GIVEN REQUEST.
In the data below, find the line containing "Exercise. Mark the polished"; reproduce that line and all subsequent lines exactly, and nothing else.

EXERCISE MATERIALS.
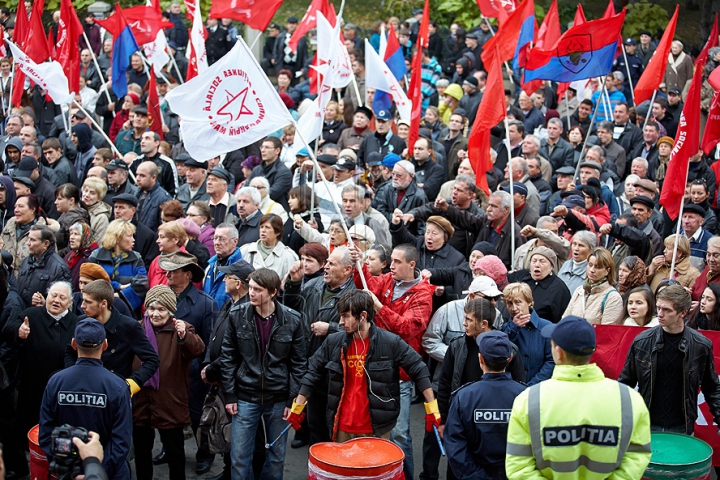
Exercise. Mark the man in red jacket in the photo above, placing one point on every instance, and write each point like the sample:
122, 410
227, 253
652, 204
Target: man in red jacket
403, 304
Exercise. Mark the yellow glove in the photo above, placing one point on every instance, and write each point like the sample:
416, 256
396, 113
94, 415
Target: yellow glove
432, 415
134, 387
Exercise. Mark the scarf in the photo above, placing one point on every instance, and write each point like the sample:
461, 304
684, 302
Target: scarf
151, 331
635, 278
86, 242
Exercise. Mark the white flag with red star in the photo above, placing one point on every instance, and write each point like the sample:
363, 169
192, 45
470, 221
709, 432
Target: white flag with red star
230, 105
48, 75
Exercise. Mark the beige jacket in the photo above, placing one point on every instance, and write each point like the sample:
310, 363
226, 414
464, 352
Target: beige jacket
590, 306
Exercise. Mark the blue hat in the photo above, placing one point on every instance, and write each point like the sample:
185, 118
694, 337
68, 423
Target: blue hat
390, 160
574, 201
89, 333
573, 334
383, 116
518, 187
495, 346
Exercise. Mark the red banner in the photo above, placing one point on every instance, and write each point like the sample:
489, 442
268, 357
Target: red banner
613, 343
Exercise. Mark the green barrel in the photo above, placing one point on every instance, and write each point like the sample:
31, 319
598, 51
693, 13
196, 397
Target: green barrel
679, 456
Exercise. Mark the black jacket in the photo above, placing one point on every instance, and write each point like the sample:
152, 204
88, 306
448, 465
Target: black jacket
126, 340
386, 354
308, 300
698, 371
271, 378
37, 274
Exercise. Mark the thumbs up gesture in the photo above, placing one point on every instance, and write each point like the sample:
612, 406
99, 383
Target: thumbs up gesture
24, 329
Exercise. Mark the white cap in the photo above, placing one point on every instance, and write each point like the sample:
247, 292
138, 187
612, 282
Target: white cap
485, 285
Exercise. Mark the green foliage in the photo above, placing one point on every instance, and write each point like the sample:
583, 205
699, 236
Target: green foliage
644, 16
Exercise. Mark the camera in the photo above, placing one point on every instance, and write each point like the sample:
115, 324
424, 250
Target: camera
64, 453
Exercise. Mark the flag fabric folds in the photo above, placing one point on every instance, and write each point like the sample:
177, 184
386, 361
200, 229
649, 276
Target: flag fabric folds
655, 69
687, 140
228, 106
48, 75
256, 14
491, 111
585, 51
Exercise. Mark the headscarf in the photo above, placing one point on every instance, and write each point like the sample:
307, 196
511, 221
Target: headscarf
86, 242
635, 278
84, 135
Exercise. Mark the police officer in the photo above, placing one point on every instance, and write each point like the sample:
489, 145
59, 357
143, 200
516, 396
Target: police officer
89, 396
476, 427
578, 422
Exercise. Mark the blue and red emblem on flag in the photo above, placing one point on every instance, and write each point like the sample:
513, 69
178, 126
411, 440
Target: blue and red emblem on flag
585, 51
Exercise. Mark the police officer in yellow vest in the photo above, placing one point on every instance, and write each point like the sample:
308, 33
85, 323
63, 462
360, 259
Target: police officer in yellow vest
578, 424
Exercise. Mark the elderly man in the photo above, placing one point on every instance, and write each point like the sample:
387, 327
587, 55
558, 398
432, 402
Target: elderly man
267, 205
151, 196
194, 187
199, 310
493, 227
225, 242
41, 267
402, 193
614, 153
317, 301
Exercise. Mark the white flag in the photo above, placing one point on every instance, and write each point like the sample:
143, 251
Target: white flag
379, 77
329, 39
48, 75
156, 52
230, 105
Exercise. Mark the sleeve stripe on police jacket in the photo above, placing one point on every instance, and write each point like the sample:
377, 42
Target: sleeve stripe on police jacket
576, 434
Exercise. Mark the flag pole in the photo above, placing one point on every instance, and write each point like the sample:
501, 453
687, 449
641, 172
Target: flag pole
512, 194
337, 209
492, 32
97, 67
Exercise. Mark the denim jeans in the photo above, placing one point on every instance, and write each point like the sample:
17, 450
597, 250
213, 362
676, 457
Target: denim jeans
245, 426
401, 433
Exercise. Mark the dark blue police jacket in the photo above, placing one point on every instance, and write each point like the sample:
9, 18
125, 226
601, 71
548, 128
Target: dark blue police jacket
88, 395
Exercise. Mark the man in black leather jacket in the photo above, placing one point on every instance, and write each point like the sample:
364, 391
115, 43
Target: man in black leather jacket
686, 361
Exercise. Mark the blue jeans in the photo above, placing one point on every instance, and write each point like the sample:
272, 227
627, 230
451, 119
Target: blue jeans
244, 428
401, 433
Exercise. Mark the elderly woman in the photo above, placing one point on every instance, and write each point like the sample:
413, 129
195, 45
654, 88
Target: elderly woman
17, 230
124, 266
81, 244
163, 401
199, 212
550, 292
67, 202
596, 300
525, 331
93, 191
269, 251
659, 269
171, 238
573, 272
40, 333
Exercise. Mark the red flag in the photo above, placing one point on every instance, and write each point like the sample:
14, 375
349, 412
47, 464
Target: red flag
687, 140
712, 42
579, 16
549, 32
309, 20
415, 90
254, 14
655, 70
68, 55
491, 111
610, 10
145, 22
22, 25
154, 112
492, 8
507, 37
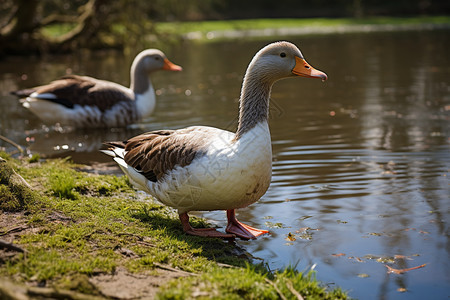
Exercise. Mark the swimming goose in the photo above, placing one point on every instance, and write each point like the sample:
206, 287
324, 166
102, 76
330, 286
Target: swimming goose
202, 168
82, 101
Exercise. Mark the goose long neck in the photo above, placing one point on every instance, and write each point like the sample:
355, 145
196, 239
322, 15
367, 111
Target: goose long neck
139, 79
254, 103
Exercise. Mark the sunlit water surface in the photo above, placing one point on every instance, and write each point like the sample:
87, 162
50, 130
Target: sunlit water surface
360, 162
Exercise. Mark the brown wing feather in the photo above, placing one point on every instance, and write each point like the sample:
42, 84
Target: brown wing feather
86, 91
156, 153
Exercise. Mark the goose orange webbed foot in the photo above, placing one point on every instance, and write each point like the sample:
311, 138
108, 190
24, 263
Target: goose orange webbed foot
242, 230
203, 232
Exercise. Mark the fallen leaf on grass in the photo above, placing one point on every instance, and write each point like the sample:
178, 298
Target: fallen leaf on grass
401, 271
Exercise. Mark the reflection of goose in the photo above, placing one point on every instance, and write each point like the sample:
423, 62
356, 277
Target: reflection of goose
205, 168
83, 101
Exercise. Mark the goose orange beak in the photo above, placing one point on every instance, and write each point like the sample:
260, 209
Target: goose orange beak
302, 68
170, 66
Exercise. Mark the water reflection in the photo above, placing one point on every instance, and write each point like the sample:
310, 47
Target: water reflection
361, 163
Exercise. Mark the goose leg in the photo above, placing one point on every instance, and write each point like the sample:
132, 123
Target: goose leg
205, 232
241, 230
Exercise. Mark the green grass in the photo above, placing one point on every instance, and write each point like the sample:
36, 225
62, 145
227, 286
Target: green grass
207, 26
77, 224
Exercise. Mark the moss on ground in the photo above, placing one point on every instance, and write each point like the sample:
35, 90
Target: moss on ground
74, 226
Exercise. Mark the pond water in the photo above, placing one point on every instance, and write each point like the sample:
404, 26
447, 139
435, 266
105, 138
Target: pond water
360, 162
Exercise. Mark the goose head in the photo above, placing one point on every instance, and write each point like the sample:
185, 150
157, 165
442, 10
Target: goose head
145, 63
151, 60
281, 60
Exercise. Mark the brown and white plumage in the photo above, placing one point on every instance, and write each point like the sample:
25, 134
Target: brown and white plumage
83, 101
205, 168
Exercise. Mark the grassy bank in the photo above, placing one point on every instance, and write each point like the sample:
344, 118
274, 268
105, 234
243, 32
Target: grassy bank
232, 29
266, 27
70, 234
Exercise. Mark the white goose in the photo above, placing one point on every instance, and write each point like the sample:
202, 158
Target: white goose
82, 101
203, 168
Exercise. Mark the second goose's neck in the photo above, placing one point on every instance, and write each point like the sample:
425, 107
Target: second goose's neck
140, 81
254, 104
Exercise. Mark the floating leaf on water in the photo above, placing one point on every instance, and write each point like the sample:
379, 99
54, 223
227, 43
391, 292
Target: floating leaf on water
338, 254
401, 271
385, 259
375, 233
398, 256
303, 229
273, 225
290, 237
408, 229
305, 236
371, 256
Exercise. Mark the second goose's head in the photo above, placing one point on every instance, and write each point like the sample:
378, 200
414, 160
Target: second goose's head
281, 60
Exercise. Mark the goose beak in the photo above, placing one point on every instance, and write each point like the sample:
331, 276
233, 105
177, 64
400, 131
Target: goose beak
170, 66
302, 68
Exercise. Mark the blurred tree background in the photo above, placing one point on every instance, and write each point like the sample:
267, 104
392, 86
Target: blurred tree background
33, 26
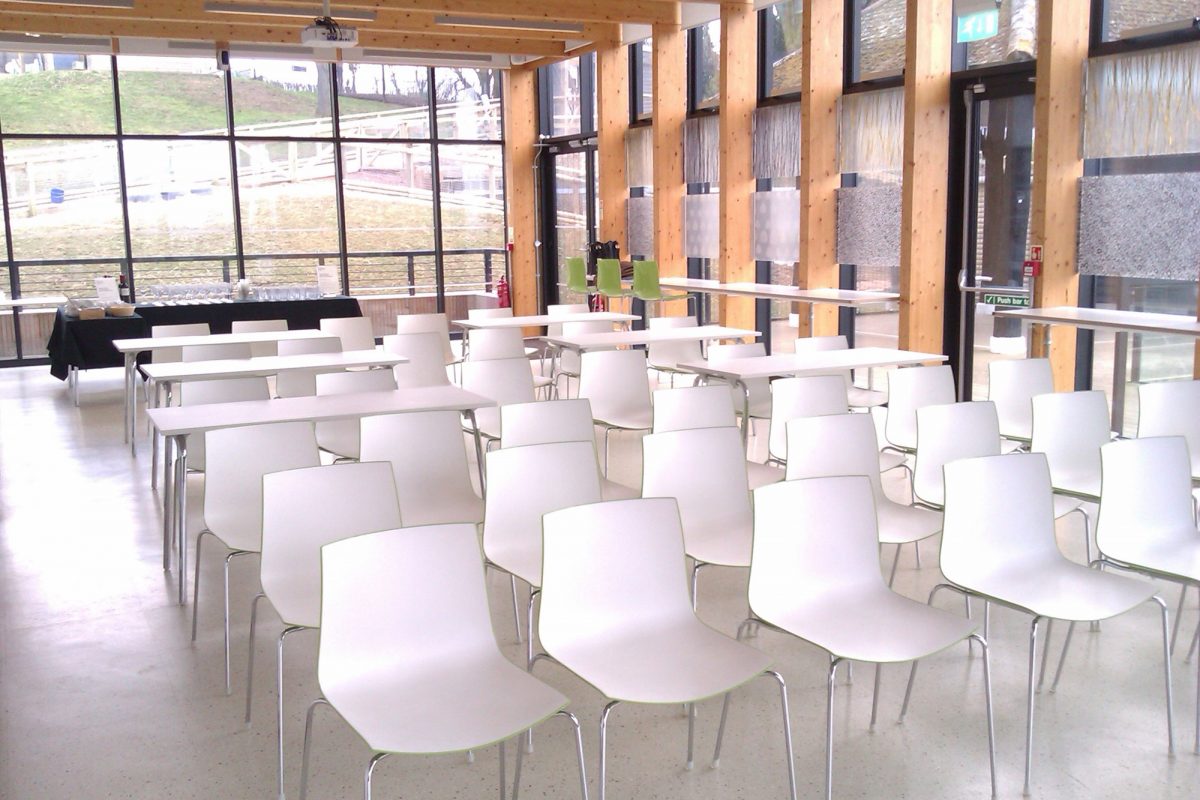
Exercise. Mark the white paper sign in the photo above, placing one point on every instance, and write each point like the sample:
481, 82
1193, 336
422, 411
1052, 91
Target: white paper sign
329, 278
107, 290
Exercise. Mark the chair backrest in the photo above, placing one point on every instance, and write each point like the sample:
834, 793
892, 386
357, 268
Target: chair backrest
354, 331
303, 384
666, 355
342, 437
705, 470
259, 349
433, 323
1012, 385
796, 397
546, 421
306, 509
492, 343
1169, 409
576, 274
694, 407
523, 483
999, 517
1071, 428
429, 458
426, 364
760, 388
839, 444
616, 383
215, 352
1145, 494
171, 355
910, 389
813, 540
489, 313
947, 433
430, 579
204, 392
609, 276
233, 483
610, 567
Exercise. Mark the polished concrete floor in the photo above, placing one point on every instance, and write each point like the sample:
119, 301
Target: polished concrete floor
105, 696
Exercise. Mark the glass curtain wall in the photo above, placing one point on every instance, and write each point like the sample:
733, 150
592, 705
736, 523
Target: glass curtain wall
172, 172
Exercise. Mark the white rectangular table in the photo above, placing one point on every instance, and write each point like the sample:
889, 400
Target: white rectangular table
175, 425
132, 348
738, 371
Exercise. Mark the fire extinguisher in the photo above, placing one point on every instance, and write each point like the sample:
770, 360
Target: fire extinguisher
502, 293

OUTPUT OF THE EXERCISE.
Exercise. Mark the polished concrete floor in the photo above, placing one point on every instance, and write each point like the sample:
119, 301
Target: polished concrete floor
105, 696
Exercise. Mark the glass curtain wall in the photo above, placing one point on every instance, and write each point like the sample:
733, 150
592, 705
736, 523
Target: glass curtain wall
172, 172
Exercise. Mark the white rectangular table in the photo above, placing one point on every instance, and write each point like the sample:
889, 400
Target: white rectangular table
175, 425
132, 348
738, 371
Exercise. Mark the fire extinguisher in the photo above, placing one point on every instance, and write each point like the sample:
770, 360
Target: fire extinguisher
502, 293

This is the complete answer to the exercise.